-- START OF GIVEN PASSAGE --
Keepers Dwellings at Long Point Light Station

The 54 acres[1] of Long Point did not actually constitute an island until 1859[2] when the cut for the Intracoastal Waterway came to Coinjock, separating the land from Church’s Island. From 1879 until about 1919, the newly-formed island was home to a federal light station with a beacon; three lighthouse keepers and their families; a boathouse, scow (flat bottomed boat for transporting material) and steam-launch; and a “gas works” where the lighthouse keepers/engineers produced compressed gas for the beacon on the island and beacons on stakes nearby in the surrounding waters. At times a teacher lived in the house of the principal Keeper[3]. And for at least one night, it was home to an American President!

Though the island is now devoid of all evidence of the humanity and engineering that existed there for about 40 years, the lighthouse keepers’ houses do still exist, but you have to travel east or west on the Currituck Sound to see them.
-- END OF GIVEN PASSAGE --
-- START OF STORED ROWS --
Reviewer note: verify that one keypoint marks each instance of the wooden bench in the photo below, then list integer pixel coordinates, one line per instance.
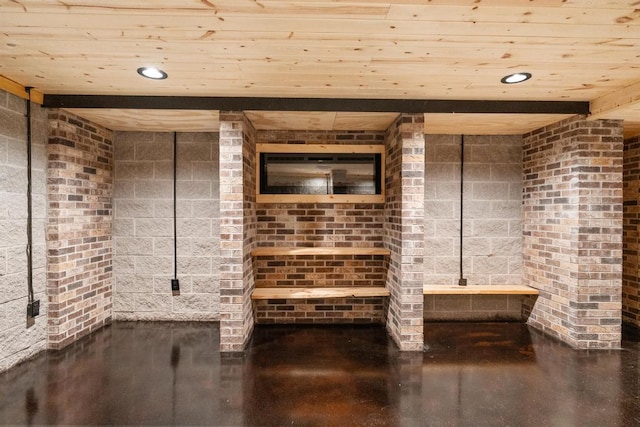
(318, 292)
(283, 251)
(479, 290)
(311, 293)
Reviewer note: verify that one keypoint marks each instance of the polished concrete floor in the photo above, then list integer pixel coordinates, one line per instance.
(470, 374)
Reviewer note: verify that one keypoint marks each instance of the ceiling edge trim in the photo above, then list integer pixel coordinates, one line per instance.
(315, 104)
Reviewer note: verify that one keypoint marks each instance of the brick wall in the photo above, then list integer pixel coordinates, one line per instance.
(631, 236)
(20, 342)
(404, 229)
(492, 241)
(237, 229)
(573, 230)
(320, 225)
(79, 228)
(143, 232)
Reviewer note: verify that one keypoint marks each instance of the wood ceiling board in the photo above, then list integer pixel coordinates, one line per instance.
(319, 120)
(487, 124)
(364, 121)
(152, 120)
(291, 120)
(453, 49)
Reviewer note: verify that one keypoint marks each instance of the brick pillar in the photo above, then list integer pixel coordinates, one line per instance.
(631, 237)
(573, 230)
(237, 229)
(404, 229)
(79, 229)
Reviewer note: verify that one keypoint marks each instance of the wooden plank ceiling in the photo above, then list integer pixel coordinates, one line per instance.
(396, 49)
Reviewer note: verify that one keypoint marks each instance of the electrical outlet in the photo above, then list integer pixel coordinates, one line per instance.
(33, 308)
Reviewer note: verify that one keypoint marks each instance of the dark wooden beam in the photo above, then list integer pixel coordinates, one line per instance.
(315, 104)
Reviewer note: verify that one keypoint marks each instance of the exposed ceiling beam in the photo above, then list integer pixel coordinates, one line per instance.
(315, 104)
(607, 105)
(17, 89)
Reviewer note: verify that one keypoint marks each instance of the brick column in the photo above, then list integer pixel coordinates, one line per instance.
(237, 229)
(79, 229)
(404, 229)
(631, 237)
(573, 230)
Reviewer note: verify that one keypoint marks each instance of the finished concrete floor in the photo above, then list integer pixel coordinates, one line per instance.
(470, 374)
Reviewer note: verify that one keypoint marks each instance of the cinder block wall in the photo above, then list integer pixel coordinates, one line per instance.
(573, 230)
(17, 341)
(492, 227)
(320, 225)
(143, 232)
(631, 236)
(79, 227)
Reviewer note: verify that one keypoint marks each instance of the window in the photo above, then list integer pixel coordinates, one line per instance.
(320, 173)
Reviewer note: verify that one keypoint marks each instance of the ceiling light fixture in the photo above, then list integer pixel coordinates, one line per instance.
(152, 73)
(515, 78)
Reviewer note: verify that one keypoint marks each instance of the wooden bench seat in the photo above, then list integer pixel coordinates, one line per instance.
(283, 251)
(479, 290)
(329, 292)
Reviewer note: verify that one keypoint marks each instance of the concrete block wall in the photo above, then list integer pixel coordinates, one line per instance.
(20, 342)
(492, 227)
(143, 232)
(573, 230)
(404, 229)
(320, 225)
(79, 227)
(631, 235)
(237, 229)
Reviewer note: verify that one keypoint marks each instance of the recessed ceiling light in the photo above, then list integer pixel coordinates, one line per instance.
(515, 78)
(152, 73)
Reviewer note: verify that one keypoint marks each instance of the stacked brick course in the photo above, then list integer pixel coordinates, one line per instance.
(79, 230)
(143, 231)
(492, 241)
(20, 342)
(573, 230)
(237, 229)
(321, 225)
(631, 236)
(404, 229)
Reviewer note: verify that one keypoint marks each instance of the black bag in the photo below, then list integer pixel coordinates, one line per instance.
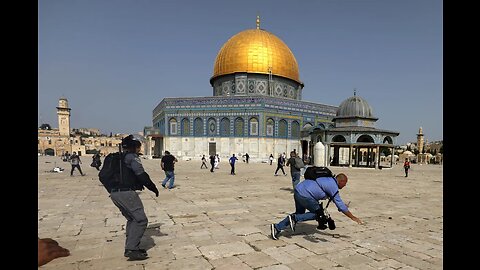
(110, 175)
(314, 172)
(298, 163)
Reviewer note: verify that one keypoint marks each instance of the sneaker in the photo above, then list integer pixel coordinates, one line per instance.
(136, 255)
(274, 232)
(129, 251)
(293, 222)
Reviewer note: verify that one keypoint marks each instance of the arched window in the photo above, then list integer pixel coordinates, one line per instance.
(295, 130)
(185, 127)
(212, 127)
(307, 126)
(270, 127)
(365, 138)
(388, 140)
(239, 126)
(339, 138)
(198, 127)
(253, 126)
(173, 126)
(225, 127)
(282, 129)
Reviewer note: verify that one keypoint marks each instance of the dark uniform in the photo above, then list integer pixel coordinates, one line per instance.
(130, 204)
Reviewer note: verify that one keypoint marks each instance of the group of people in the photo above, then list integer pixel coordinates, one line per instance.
(307, 195)
(215, 161)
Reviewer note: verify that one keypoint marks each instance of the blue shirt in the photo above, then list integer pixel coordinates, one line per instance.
(232, 160)
(327, 187)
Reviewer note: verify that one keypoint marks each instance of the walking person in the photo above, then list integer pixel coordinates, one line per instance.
(75, 161)
(232, 160)
(406, 166)
(167, 165)
(280, 164)
(212, 162)
(217, 161)
(127, 200)
(204, 162)
(96, 161)
(294, 168)
(306, 196)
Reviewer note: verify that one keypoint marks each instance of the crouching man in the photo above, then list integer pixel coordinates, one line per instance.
(307, 195)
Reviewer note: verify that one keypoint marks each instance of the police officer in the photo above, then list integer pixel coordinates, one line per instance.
(127, 200)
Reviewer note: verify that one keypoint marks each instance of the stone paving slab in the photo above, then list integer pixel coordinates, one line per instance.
(218, 221)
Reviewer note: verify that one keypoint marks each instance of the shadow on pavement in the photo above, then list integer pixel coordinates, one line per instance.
(152, 230)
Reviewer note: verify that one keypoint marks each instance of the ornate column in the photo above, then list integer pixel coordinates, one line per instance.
(350, 156)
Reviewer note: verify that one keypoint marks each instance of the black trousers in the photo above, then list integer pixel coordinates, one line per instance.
(132, 209)
(279, 167)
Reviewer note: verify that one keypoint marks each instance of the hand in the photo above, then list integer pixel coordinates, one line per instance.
(358, 221)
(48, 249)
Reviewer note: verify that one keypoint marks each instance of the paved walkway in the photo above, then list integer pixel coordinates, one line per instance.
(219, 221)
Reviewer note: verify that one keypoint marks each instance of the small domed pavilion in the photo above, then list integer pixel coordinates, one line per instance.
(354, 140)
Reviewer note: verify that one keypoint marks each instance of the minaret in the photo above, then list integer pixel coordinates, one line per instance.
(420, 140)
(63, 113)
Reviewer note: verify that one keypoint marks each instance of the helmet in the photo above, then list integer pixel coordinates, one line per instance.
(130, 142)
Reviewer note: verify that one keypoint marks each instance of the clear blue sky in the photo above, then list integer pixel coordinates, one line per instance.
(115, 60)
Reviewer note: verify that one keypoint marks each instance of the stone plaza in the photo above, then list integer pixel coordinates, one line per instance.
(222, 221)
-- END OF STORED ROWS --
**WRITTEN TASKS:**
(1) According to the passage on the Long Point light station, what made Long Point an island in 1859?
(2) Print everything from "The 54 acres[1]" down to "an American President!" in the Long Point light station passage.
(3) Continue the Long Point light station passage after its last sentence.

**THE ANSWERS:**
(1) The cut for the Intracoastal Waterway reached Coinjock and separated the land from Church's Island.

(2)
The 54 acres[1] of Long Point did not actually constitute an island until 1859[2] when the cut for the Intracoastal Waterway came to Coinjock, separating the land from Church’s Island. From 1879 until about 1919, the newly-formed island was home to a federal light station with a beacon; three lighthouse keepers and their families; a boathouse, scow (flat bottomed boat for transporting material) and steam-launch; and a “gas works” where the lighthouse keepers/engineers produced compressed gas for the beacon on the island and beacons on stakes nearby in the surrounding waters. At times a teacher lived in the house of the principal Keeper[3]. And for at least one night, it was home to an American President!

(3)
A light station and gas station 

The Weekly Observer of Raleigh reported in late 1878[4], “The U.S. Government has appropriated money[5] for the erection of beacon lights in Currituck and Albemarle Sounds… The coast ought to be fringed with these beacon lights. The winter winds rarely fail to drive a small fleet of vessels on the treacherous shore, and the expense ought to be no consideration where such frightful dangers can be obviated.[6] The beacons were first “exhibited” in the summer of 1879[7].

Appletons’ Annual Cyclopaedia and Register of Important Events of the Year 1880 helps explain the work the keepers had to do with regards to the pressed-gas lights: “Gas is made and compressed at its own gas-works, and it is carried to each of the beacons in tanks, built into a scow, which is towed by a steam-launch, manned by the keepers of these ten small lights, who reside on board. The gas in each will burn for ten days and nights, if need be. Though the action of this illuminant is not unsatisfactory, it can hardly be said that it has yet passed beyond the experimental stage.”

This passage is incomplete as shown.